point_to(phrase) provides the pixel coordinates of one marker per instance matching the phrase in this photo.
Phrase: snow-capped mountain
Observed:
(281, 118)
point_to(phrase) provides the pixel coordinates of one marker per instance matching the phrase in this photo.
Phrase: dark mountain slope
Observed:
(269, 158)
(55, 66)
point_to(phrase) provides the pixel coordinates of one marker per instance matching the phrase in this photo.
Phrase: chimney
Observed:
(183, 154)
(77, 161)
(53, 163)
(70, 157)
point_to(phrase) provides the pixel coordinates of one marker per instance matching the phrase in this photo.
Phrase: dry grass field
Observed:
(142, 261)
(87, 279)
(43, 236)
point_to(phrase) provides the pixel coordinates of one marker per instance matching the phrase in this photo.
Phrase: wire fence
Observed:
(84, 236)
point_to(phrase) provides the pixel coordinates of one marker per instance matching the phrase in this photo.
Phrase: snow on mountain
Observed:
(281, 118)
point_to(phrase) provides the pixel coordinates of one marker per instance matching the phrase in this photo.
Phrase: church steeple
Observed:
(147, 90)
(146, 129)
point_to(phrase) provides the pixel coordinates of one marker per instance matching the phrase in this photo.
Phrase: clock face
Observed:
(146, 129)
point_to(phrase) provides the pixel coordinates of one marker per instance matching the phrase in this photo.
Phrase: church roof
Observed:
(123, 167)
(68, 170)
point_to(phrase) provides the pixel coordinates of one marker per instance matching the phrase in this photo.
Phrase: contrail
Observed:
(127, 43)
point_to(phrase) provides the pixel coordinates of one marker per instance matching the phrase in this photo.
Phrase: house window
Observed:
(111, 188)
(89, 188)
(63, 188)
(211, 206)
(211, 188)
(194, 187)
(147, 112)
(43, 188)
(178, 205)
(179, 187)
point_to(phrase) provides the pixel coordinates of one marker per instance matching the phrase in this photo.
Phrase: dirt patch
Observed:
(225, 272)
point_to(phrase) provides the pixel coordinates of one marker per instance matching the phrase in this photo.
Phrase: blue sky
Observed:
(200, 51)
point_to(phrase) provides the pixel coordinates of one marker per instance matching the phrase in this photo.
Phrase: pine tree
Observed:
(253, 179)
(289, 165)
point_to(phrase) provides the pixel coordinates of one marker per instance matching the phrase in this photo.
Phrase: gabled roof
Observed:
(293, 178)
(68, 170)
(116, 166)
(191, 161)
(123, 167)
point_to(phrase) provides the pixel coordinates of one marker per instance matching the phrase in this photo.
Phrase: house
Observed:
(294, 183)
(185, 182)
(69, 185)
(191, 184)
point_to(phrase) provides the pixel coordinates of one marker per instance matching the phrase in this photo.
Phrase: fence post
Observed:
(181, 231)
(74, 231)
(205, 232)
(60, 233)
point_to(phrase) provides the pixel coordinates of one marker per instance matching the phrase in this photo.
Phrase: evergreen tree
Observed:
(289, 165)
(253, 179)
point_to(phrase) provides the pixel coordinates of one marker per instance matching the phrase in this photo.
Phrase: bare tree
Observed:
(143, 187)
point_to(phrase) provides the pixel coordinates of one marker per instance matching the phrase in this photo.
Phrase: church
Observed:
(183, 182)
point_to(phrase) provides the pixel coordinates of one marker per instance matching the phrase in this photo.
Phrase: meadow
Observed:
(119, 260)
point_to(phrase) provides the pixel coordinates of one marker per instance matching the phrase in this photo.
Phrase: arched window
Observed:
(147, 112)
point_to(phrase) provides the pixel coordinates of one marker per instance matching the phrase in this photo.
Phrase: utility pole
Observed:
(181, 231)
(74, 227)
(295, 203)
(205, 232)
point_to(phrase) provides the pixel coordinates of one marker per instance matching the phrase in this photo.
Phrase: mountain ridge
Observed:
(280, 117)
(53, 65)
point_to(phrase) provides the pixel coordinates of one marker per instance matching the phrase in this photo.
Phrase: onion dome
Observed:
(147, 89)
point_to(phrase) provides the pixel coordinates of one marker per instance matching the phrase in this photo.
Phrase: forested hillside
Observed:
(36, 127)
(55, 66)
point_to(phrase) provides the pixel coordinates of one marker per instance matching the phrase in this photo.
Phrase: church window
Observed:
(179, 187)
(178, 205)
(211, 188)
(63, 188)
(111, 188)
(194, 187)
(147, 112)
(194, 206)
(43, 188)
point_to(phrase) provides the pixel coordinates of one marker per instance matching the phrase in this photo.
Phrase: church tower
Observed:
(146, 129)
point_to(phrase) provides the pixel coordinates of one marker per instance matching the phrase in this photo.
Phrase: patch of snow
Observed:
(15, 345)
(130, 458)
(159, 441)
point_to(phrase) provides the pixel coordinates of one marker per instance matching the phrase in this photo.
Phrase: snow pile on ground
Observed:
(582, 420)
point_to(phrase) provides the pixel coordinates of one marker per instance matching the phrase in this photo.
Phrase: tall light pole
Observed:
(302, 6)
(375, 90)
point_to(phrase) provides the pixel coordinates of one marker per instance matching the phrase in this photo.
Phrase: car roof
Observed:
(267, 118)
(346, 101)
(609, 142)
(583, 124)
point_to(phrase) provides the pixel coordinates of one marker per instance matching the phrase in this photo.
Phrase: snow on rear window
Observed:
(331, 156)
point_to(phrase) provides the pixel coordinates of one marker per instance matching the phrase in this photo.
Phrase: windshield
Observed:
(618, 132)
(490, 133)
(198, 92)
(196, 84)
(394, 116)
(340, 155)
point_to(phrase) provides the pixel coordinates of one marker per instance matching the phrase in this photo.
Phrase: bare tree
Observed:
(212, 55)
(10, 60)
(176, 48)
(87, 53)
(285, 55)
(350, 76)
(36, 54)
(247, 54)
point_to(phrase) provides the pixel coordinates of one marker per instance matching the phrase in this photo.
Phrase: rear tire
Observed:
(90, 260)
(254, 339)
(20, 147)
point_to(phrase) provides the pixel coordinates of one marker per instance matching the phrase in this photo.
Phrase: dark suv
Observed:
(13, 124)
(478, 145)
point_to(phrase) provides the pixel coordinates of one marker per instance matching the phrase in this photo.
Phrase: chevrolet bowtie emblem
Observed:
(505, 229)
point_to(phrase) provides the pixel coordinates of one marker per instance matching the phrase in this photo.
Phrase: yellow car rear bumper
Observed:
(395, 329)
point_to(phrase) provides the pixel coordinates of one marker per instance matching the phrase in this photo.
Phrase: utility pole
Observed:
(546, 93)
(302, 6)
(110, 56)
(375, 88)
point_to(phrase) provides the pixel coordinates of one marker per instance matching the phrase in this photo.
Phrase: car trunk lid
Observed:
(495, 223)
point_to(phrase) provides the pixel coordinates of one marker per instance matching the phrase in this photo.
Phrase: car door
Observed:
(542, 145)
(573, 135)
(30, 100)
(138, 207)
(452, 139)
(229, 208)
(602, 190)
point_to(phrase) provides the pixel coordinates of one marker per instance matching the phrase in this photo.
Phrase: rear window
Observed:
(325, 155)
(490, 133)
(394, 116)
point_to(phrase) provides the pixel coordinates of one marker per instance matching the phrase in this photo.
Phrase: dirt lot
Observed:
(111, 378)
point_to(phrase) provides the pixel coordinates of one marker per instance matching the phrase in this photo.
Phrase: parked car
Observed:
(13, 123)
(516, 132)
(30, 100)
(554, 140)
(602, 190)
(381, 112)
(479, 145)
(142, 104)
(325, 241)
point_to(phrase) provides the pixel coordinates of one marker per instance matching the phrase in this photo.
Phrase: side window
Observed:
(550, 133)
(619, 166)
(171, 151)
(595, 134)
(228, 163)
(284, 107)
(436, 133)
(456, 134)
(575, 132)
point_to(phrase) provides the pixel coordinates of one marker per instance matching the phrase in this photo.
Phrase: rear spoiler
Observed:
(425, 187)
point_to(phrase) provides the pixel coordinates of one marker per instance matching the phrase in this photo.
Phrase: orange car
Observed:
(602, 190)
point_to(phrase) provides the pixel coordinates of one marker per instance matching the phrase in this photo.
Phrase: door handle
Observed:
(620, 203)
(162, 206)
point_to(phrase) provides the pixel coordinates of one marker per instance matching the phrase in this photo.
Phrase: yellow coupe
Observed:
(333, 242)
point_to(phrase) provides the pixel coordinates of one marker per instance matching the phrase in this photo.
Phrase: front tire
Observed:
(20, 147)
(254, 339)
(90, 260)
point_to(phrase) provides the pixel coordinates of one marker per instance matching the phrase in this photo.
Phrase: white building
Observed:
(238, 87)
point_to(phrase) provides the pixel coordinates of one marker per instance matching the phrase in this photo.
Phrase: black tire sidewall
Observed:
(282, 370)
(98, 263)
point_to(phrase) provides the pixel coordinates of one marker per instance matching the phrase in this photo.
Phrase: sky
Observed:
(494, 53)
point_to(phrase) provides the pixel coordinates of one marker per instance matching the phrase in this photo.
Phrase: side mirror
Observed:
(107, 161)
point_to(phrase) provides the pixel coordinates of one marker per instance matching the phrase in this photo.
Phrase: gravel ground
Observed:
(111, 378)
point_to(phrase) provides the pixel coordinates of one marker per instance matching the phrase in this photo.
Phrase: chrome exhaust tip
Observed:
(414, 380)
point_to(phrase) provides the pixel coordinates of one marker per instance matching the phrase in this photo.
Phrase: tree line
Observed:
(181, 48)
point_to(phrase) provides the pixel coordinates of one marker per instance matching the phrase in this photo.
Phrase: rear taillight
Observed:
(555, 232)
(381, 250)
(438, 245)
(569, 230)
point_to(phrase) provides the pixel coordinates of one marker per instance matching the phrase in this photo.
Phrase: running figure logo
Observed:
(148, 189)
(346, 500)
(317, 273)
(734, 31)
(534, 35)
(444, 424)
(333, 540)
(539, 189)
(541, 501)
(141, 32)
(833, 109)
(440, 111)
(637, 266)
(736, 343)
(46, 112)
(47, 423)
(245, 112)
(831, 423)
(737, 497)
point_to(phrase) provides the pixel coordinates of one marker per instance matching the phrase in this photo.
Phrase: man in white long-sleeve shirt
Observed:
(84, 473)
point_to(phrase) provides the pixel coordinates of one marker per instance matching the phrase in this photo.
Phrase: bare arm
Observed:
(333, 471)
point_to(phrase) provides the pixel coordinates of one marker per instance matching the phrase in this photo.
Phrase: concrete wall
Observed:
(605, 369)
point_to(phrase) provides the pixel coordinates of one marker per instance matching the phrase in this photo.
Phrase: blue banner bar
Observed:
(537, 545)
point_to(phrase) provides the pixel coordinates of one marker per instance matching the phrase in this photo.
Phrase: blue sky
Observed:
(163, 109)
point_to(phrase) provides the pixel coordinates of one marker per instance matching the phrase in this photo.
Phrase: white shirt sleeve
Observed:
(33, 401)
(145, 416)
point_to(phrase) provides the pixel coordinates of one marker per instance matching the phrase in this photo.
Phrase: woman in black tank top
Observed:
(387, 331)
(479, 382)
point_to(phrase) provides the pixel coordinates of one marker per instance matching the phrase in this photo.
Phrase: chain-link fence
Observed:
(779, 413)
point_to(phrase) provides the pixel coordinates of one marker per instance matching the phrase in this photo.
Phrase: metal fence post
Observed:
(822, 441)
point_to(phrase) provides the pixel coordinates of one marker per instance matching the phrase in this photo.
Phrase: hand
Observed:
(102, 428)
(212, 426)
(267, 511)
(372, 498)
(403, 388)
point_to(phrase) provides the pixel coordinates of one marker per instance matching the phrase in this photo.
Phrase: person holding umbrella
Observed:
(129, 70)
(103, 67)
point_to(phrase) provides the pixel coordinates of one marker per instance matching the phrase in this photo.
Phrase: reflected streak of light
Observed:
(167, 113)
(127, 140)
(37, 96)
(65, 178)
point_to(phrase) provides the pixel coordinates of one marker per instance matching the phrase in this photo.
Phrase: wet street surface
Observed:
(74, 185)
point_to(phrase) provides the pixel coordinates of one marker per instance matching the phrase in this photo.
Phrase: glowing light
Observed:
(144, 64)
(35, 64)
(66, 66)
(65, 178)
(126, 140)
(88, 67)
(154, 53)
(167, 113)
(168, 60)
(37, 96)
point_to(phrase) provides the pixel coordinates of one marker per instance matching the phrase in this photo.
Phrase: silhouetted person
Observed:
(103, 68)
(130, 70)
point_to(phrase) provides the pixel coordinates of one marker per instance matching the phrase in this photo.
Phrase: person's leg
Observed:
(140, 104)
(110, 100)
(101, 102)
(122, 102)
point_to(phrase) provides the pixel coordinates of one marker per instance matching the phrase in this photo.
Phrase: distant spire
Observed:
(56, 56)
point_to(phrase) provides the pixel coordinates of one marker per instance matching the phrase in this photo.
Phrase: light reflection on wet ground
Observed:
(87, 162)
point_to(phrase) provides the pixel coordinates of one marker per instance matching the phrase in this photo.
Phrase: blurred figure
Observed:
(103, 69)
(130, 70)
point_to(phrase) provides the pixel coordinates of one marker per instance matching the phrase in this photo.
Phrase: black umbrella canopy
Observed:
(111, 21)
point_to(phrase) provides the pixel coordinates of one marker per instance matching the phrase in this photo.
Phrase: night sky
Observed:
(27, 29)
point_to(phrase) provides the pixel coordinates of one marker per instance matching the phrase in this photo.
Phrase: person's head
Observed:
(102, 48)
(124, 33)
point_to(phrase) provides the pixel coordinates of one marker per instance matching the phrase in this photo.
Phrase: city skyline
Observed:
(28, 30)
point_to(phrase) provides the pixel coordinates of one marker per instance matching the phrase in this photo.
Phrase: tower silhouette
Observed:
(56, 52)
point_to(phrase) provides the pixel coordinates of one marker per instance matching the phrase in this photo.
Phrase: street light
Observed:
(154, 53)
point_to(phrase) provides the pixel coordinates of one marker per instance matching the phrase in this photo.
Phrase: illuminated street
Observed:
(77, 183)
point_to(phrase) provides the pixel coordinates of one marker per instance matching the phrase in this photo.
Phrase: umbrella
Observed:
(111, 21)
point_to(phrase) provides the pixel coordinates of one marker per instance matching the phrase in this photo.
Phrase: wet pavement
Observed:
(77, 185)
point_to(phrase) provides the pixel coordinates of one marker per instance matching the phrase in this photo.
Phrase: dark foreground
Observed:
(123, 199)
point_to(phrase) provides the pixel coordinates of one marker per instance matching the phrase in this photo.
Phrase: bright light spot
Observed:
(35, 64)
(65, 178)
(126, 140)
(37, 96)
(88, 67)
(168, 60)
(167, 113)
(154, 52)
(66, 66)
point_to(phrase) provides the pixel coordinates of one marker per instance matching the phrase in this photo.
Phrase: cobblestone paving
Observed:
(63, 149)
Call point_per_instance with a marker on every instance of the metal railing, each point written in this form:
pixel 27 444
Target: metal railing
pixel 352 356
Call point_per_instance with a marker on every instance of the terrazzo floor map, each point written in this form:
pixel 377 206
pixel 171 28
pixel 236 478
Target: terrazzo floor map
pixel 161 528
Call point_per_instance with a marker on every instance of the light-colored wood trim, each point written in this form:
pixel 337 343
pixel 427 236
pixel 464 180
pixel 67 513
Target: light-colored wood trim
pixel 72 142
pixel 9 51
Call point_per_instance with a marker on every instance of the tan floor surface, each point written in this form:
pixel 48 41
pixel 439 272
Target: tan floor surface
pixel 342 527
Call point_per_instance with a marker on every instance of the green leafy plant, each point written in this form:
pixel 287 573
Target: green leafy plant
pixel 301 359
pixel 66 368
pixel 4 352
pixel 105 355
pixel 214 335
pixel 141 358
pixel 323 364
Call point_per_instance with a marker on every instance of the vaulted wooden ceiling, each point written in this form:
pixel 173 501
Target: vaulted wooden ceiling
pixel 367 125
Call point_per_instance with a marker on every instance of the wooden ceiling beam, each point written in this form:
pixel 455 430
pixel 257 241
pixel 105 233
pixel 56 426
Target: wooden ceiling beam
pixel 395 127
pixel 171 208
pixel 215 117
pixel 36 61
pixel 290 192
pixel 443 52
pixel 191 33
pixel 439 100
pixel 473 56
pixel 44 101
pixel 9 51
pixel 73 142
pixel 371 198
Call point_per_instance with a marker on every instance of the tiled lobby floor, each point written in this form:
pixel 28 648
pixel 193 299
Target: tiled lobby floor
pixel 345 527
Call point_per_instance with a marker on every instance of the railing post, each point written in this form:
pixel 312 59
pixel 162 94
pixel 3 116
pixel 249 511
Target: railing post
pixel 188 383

────

■ **WHAT THIS TASK INVOLVES**
The word to find is "street". Copy every line of the records that holds it.

■ **SOLVED EXERCISE**
Phrase: wet street surface
Phrase: street light
Phrase: illuminated street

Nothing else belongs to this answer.